* [Document section]
┏━━
A little bowl of simply spiced half-mashed potatoes and onion, glistening with fat, is a standard side dish at bustling restaurants that serve dosas. It's also one of the best vegetable dishes - inexpensive, quick and delicious - to add to your repertoire as a home cook. The key to these potatoes is water, not fat. Overcooking them just slightly ensures that they're tender, and that they hold enough moisture so when you drop them into the hot pan, they break up and meld into the sautéed onion mix, becoming almost indistinguishable from it. Though aloo masala is great with a hot dosa, it's a versatile dish that can also work as a side with other meals.

Provided by Tejal Rao

Categories     dinner, quick, vegetables, side dish

Time 25m

Yield 4 servings

Number Of Ingredients 13

2 large Yukon Gold potatoes, peeled and cut into 1-inch cubes (about 4 cups)
2 tablespoons neutral oil, such as grapeseed or canola
1 tablespoon urad dal (split black gram)
┗━━
* [Written instruction 1]
What does the aloo masala recipe name as the key to these potatoes?
* [Written instruction 2]
Duplicate the stretch of the aloo masala recipe from "Categories     dinner, quick, vegetables, side" through "(split black gram)".
Rely only on the aloo masala recipe for these answers.

* [Stored data]
┏━━
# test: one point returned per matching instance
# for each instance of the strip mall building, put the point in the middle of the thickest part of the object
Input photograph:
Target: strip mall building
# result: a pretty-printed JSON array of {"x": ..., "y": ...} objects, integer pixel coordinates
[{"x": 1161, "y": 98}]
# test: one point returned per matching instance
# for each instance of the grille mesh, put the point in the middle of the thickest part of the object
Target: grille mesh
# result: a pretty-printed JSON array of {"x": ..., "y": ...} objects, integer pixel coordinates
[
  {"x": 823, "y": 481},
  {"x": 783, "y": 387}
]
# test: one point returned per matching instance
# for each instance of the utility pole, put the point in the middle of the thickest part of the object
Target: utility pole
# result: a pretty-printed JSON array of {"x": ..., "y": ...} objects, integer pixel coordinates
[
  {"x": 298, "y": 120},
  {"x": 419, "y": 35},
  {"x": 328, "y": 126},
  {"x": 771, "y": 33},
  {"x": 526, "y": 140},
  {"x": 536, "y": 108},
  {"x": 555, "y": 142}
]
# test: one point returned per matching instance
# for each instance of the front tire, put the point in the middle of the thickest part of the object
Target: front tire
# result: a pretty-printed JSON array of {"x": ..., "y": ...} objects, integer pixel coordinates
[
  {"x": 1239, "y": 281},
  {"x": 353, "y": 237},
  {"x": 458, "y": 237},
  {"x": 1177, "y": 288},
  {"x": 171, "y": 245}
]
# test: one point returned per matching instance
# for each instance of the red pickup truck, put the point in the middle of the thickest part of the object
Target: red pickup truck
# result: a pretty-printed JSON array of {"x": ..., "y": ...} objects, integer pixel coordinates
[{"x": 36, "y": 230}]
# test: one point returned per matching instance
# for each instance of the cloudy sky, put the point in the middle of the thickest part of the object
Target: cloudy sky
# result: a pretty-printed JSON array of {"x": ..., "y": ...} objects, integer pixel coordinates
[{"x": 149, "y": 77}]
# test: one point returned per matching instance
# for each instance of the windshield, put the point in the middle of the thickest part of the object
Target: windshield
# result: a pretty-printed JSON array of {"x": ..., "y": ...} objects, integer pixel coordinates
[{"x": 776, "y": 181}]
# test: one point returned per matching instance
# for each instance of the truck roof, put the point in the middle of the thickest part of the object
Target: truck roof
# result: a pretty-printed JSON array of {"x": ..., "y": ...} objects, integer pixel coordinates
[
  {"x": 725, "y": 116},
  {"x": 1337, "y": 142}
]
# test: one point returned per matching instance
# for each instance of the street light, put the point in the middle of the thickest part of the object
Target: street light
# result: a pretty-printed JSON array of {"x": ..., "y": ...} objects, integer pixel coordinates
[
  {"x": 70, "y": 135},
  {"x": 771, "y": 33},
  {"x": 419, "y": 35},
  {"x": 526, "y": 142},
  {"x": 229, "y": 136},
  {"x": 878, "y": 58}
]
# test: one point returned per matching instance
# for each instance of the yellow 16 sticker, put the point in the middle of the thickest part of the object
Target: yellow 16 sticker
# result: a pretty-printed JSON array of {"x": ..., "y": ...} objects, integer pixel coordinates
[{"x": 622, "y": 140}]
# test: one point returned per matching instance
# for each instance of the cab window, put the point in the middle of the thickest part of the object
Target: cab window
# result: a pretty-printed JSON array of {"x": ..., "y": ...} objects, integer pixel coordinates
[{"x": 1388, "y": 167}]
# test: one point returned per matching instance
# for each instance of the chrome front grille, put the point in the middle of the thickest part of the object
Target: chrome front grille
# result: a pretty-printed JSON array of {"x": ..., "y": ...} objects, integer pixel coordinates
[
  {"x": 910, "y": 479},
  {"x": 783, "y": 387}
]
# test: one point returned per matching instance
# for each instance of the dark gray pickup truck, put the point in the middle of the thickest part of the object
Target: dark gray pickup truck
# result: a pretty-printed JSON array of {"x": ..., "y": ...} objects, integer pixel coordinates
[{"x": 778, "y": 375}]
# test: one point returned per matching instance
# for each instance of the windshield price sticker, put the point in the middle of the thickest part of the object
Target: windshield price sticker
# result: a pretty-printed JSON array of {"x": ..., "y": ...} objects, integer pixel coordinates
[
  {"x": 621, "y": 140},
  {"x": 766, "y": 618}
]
┗━━
* [Task response 1]
Water, not fat.

* [Task response 2]
Categories     dinner, quick, vegetables, side dish

Time 25m

Yield 4 servings

Number Of Ingredients 13

2 large Yukon Gold potatoes, peeled and cut into 1-inch cubes (about 4 cups)
2 tablespoons neutral oil, such as grapeseed or canola
1 tablespoon urad dal (split black gram)